- _Excerpts from pointing data_
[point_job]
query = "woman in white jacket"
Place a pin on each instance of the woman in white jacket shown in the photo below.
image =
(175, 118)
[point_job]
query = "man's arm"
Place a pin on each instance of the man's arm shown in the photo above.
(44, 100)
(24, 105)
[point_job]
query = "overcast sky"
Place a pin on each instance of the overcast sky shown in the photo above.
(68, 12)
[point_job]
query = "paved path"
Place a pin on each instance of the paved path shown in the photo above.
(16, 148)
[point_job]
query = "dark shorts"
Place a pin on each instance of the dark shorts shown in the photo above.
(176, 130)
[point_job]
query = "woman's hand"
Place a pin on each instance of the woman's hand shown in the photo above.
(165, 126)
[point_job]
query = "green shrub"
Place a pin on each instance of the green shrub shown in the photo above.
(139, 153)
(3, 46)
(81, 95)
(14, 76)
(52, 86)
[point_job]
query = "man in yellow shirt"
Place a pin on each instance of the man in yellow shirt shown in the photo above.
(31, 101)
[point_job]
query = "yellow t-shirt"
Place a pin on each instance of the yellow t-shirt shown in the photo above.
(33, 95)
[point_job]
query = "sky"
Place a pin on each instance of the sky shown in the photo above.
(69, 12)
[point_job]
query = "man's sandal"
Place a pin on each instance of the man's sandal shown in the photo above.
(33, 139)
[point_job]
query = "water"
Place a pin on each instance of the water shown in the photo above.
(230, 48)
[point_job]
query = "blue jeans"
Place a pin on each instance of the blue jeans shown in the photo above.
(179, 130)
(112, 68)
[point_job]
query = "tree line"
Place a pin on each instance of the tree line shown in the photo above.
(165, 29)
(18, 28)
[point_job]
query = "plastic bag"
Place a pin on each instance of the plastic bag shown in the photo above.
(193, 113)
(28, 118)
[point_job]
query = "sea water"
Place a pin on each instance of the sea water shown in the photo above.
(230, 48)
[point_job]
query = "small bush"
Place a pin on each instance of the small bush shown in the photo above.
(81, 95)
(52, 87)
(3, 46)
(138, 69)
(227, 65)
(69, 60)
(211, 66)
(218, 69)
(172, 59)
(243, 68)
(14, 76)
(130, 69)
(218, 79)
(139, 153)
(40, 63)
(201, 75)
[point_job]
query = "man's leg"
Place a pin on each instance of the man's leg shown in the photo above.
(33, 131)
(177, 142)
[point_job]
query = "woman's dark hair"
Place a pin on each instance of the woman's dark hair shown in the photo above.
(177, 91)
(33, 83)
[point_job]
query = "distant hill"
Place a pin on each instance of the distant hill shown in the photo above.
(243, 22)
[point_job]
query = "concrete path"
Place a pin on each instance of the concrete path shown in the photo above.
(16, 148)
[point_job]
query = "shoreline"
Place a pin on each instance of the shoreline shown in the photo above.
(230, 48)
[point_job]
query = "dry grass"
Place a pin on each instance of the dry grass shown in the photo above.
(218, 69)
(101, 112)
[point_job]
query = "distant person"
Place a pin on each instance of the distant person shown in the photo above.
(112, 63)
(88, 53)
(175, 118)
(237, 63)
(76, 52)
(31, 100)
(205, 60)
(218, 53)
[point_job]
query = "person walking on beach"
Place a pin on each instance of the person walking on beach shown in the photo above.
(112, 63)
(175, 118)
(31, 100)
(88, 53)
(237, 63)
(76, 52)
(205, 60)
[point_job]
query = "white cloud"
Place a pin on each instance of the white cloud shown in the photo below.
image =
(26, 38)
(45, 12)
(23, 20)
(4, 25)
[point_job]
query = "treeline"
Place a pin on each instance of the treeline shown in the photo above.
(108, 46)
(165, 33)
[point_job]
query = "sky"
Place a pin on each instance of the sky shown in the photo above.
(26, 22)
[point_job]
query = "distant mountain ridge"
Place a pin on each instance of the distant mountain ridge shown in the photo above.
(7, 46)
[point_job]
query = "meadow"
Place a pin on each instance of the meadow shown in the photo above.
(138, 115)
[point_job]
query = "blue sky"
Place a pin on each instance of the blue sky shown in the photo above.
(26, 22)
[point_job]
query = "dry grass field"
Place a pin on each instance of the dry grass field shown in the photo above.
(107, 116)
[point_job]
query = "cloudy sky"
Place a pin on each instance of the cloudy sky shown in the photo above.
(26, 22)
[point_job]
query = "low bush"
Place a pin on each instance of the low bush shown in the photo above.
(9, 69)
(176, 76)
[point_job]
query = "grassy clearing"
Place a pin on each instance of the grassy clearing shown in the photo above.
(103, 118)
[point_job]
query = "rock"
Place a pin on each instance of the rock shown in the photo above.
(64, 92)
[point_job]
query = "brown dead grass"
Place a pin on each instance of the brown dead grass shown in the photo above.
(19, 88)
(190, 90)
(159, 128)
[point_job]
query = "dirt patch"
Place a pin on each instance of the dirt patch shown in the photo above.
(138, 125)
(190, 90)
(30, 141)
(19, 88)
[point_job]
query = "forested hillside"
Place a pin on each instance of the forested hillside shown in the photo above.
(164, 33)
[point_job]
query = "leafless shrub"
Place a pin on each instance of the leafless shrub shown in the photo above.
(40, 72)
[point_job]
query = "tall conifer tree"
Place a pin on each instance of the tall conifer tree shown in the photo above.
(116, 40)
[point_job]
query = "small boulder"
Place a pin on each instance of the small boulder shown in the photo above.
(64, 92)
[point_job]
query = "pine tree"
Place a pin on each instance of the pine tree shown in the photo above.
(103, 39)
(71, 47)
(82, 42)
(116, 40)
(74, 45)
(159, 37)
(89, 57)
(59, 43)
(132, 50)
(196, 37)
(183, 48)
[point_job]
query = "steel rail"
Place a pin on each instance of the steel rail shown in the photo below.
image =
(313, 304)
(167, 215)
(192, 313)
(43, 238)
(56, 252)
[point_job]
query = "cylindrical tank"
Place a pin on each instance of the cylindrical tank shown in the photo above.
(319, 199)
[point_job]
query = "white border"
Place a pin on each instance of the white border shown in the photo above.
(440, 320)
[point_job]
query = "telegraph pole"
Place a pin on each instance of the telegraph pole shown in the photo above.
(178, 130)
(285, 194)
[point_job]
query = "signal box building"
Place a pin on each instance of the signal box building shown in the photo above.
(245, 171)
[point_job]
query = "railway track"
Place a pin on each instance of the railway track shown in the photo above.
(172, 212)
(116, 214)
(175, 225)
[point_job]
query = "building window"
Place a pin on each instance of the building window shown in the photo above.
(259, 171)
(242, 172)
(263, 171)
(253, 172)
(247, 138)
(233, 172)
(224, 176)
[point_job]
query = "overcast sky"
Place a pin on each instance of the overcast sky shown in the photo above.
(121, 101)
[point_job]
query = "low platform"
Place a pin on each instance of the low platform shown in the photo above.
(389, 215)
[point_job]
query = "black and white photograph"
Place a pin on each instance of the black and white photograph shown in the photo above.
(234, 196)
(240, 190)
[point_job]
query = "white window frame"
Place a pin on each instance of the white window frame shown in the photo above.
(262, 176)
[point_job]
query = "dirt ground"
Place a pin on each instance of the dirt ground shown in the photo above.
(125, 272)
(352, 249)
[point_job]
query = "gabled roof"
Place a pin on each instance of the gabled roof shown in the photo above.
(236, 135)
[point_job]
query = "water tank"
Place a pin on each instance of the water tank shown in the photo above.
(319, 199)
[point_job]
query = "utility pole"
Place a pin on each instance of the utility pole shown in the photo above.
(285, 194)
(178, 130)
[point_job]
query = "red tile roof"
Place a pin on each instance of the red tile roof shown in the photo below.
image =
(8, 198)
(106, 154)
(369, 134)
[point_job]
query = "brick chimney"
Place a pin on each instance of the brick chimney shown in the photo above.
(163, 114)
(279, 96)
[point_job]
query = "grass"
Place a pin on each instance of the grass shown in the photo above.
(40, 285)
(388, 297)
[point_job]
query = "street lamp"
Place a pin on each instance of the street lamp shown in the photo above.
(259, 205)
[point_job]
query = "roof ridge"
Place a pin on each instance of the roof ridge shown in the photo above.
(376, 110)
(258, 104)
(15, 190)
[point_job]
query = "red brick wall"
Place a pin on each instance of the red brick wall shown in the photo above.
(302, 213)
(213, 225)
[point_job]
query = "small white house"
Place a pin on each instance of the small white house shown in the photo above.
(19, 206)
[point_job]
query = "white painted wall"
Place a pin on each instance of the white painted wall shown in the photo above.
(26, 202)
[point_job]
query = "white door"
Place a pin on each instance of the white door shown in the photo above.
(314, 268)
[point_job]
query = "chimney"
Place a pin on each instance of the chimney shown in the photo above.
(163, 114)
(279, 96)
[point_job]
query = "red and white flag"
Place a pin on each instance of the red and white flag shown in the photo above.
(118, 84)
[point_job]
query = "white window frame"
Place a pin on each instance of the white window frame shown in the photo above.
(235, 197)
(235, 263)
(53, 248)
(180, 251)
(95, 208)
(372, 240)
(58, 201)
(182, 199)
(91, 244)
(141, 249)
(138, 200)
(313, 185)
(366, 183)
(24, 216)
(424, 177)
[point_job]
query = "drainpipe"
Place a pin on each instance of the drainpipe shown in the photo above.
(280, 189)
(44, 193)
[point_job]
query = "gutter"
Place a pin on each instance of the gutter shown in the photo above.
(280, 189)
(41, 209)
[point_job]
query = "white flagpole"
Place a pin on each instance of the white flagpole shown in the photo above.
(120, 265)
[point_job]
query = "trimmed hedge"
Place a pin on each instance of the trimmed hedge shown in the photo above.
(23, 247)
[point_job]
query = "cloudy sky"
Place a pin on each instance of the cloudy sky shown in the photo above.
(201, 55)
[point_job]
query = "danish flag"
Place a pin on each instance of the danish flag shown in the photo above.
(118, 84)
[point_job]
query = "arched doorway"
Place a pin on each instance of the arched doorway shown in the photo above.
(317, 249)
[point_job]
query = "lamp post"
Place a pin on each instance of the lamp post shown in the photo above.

- _TASK TO COMPLETE_
Find each line of the records that contains the word "beach" and copy it out. Case counts.

- _SOLUTION_
query = "person walking on beach"
Place a pin on each instance of the person walking on beach shown in the photo above.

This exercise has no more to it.